## STATED TASK
Write out the whole listing again, exactly.

## RECORDS SHOWN
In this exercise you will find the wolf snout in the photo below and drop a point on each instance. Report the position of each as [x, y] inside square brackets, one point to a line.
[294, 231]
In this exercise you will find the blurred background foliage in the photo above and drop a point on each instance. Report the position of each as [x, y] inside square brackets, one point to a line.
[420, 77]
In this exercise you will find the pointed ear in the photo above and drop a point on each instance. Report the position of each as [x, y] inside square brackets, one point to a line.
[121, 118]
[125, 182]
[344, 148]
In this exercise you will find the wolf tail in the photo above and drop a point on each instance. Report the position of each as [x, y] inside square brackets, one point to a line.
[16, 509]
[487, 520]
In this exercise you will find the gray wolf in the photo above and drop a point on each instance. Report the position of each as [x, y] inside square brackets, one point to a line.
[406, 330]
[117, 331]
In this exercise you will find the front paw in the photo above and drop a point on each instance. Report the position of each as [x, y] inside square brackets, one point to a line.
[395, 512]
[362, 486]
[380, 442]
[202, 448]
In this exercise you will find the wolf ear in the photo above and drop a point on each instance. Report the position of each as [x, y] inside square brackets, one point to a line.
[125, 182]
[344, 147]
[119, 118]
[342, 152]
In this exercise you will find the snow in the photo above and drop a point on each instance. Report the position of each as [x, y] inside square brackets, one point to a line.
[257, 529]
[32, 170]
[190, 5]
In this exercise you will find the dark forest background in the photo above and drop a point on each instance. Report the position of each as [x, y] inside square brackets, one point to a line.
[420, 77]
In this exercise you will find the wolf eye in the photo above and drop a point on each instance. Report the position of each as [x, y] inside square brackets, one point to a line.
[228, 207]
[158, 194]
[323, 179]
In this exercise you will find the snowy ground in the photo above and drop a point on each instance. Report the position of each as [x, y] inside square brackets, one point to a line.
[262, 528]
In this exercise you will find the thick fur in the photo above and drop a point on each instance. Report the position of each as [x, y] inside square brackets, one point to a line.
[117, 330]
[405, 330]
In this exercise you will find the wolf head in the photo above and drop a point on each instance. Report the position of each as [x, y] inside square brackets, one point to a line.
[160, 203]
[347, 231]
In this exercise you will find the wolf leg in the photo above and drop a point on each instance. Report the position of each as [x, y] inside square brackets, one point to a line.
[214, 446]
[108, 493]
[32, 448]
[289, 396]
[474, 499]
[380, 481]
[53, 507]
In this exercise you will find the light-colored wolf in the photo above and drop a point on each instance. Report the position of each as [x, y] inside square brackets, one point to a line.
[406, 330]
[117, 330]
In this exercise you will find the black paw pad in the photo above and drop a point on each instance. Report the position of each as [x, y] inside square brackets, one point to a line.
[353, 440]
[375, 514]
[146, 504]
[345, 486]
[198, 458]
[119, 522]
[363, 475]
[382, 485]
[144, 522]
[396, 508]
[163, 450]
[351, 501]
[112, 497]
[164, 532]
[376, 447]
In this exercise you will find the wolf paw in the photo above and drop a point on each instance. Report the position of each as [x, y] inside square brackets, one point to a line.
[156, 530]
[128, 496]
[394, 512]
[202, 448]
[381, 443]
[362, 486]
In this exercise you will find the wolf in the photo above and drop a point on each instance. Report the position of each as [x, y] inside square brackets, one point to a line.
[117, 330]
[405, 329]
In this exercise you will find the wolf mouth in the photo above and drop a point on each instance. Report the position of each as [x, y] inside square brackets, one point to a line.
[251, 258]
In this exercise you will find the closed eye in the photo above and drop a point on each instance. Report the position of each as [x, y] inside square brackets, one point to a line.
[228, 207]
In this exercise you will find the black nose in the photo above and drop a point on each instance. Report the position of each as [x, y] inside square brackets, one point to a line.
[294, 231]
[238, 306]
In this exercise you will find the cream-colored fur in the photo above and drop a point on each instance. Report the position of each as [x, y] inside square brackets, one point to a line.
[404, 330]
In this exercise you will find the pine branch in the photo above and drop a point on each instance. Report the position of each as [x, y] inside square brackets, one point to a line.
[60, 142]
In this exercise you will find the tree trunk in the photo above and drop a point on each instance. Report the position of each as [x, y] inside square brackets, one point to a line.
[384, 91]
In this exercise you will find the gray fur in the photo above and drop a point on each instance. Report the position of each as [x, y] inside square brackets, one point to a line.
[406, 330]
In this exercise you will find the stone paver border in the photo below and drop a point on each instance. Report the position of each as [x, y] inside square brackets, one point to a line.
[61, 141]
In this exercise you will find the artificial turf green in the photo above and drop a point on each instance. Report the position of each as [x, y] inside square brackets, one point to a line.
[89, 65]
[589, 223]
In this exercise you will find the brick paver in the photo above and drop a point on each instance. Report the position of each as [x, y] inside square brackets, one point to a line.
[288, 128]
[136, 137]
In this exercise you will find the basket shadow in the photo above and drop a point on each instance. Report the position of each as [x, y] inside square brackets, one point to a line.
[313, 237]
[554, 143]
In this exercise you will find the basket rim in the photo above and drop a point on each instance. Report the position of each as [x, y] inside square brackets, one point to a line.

## THE ANSWER
In this exercise you will find the wolf snout in the photo below and drop a point on each instance. Report the position of each as [x, y] inside square brackets, one point to a line.
[294, 231]
In this exercise you will find the blurred background foliage in the photo above and drop a point on each instance. Report the position of each as [x, y] inside square brackets, one point to a line.
[420, 77]
In this exercise you will find the pointed ear in the photo above and drop a point on each instance. Report the position of each as [x, y] inside square brackets, one point to a line.
[121, 118]
[125, 182]
[344, 148]
In this exercise you will find the wolf tail in the photo above and drop a point on each instance. Report the position of each as [x, y] inside square brackets, one point to a line.
[16, 509]
[487, 520]
In this exercise you will find the gray wolf in the photo above and drop a point on each instance. Report the position of each as [x, y] inside square brackets, one point to a line.
[406, 330]
[117, 331]
In this exercise you will find the front paw in the photo above and drop a point on each instance. Report the position of each as [x, y] inside square brackets, one point to a line.
[395, 512]
[362, 486]
[380, 442]
[202, 448]
In this exercise you will find the wolf ear in the photo above and drop a point on each instance. Report the position of each as [x, y] inside square brackets, one point to a line.
[125, 182]
[344, 147]
[119, 118]
[342, 152]
In this exercise you will find the snow in the photo above and drop a point on each instance. Report the position of each as [x, y] inside square brackets, one point to a line.
[257, 529]
[32, 170]
[190, 5]
In this exercise you will find the dark forest background in the photo above and drop a point on each instance. Report the position of each as [x, y] inside square brackets, one point to a line.
[420, 77]
In this exercise you will find the wolf eye in the photo above and drop a point on each instance. Report the position of each as [x, y] inside square brackets, one point to a line.
[228, 207]
[158, 194]
[323, 179]
In this exercise you will find the snowy ground in the photo above and drop a point on each instance. Report the position of each as [x, y] inside square brackets, one point to a line.
[262, 528]
In this exercise you will find the thick fur in the photo above and drop a point on each instance. Report the position of each as [x, y] inside square brackets, one point to a line.
[117, 330]
[405, 330]
In this exercise you will find the wolf head in the photo above and drop a point on each instance. Report the position of each as [x, y] inside square brackets, one point to a line.
[160, 203]
[347, 231]
In this exercise you will find the wolf leg in the photo above and drop a point on each instance. Report the position of each as [x, y] inside square brackets, one point to a line.
[214, 446]
[108, 493]
[32, 448]
[289, 396]
[474, 499]
[380, 481]
[53, 507]
In this exercise you will find the light-colored wolf in the photo above and drop a point on each instance. Report the position of each as [x, y] inside square brackets, one point to a line.
[406, 330]
[117, 330]
In this exercise you will find the black paw pad in the photo above and drop a point on each instance. Report the position of each as [x, y] inside square brackets, one point to a line.
[353, 440]
[375, 514]
[146, 504]
[345, 486]
[198, 458]
[119, 522]
[363, 475]
[382, 485]
[144, 522]
[396, 508]
[163, 450]
[351, 501]
[112, 497]
[164, 532]
[376, 447]
In this exercise you will find the wolf paw in the photo above and drop a point on each instance. Report the position of each as [x, y] inside square brackets, one point to a line.
[156, 530]
[128, 496]
[394, 512]
[202, 448]
[381, 443]
[362, 486]
In this exercise you will find the wolf in the photo above and drop a point on each instance. Report the position of each as [x, y] inside square brackets, one point to a line.
[117, 330]
[405, 329]
In this exercise you will find the wolf mouth in the photo above and drop a point on each instance. Report the position of each as [x, y] inside square brackets, one point to a line.
[251, 258]
In this exercise you will find the closed eye in the photo above and drop a point on each instance. Report the position of each as [x, y] inside square brackets, one point to a line.
[228, 207]
In this exercise you will find the black nose in the photo above and drop a point on each instance. Report the position of each as [x, y] inside square brackets, one point to a line.
[294, 231]
[238, 306]
In this exercise you will find the cream-colored fur in the photo above and drop a point on each instance. Report the position of each as [x, y] inside square brackets, one point to a line.
[404, 330]
In this exercise you will find the pine branch in the photo above and drop a point on each instance. Report the position of each as [x, y] inside square brackets, one point to a line.
[60, 142]
In this exercise you will find the tree trunk in the photo above and drop a point on each instance. Report the position of each as [x, y] inside square brackets, one point to a line.
[384, 91]
In this exercise you will find the gray fur in the photo above and drop a point on each instance. Report the position of each as [x, y] inside square brackets, one point to a line.
[406, 330]
In this exercise you will find the stone paver border in the photo below and drop a point on each instance. Report the position of each as [x, y] inside square brackets, one point to a line.
[61, 141]
In this exercise you will find the artificial turf green in the photo above and drop a point on each instance. Report the position of each as [x, y] inside square brackets, one point to a line.
[89, 65]
[589, 223]
In this exercise you will find the brick paver in the photo above and drop a point on each instance. Report the position of each as [x, y] inside square brackets, one point to a line.
[288, 128]
[136, 137]
In this exercise you will find the basket shadow in the photo above and drop a point on each instance. Report the position of each as [x, y] inside square brackets, one point to a line.
[313, 237]
[554, 143]
In this exercise you will find the basket rim in the photo above and drop a point on each instance. Report the position of each as [x, y] inside square brackets, one point to a line.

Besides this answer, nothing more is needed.